Great write-up and presentation as always, informative tips and simple inventive ideas, many thanks that was fantastic.

John THt.


----------



## Andyuk911 (Sep 10, 2006)

Looks like a Wicked kit, about $25k dollars

http://www.wickedmotorworks.com/partdetails.php?partid=10149

Still a very niuce conversion :thumb:


----------



## Reflectology (Jul 29, 2009)

phil_m_rob said:


> Utterly beautiful. - stunning work Russ


And yours would look better after its paint.


----------



## bmerritt87 (Mar 24, 2013)

Nice looking Porka :thumb: good work


----------



## Lewis. (Feb 26, 2008)

Stunning. That red has come up beautifully! Top work.


----------



## phil_m_rob (May 8, 2011)

Reflectology said:


> And yours would look better after its paint.


Hey bud - just seen this reply as I don't come here too often anymore.

Went to a shop today for a quote so it's all happening - I hope to bring forward the date of taking the car to the shop but whatever happens I'll keep you in the loop! Cheers


----------



## Zetec-al (Feb 28, 2011)

That is utter sex. Brilliant.


----------



## Powr (Feb 5, 2009)

Nice job!


----------



## sprocketser (Aug 4, 2012)

Kickass job on a kickass car !


----------

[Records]
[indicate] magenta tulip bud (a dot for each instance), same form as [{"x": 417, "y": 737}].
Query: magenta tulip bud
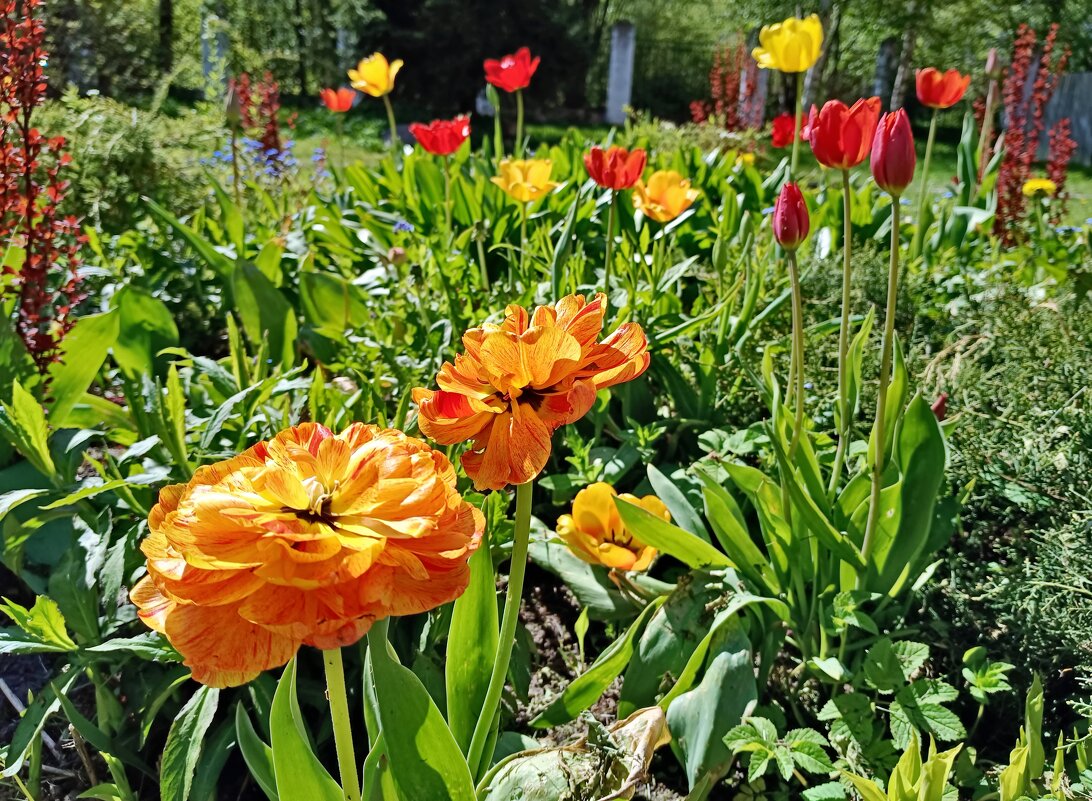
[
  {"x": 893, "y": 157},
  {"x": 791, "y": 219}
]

• [BRIEF A] In the forum thread, what does Andyuk911 say the kit costs?
• [BRIEF B] Duplicate everything in the forum thread from "Hey bud - just" down to "(Feb 28, 2011)".
You won't need the data for this.

• [WRITTEN RESPONSE A] About $25k.

• [WRITTEN RESPONSE B]
Hey bud - just seen this reply as I don't come here too often anymore.

Went to a shop today for a quote so it's all happening - I hope to bring forward the date of taking the car to the shop but whatever happens I'll keep you in the loop! Cheers


----------



## Zetec-al (Feb 28, 2011)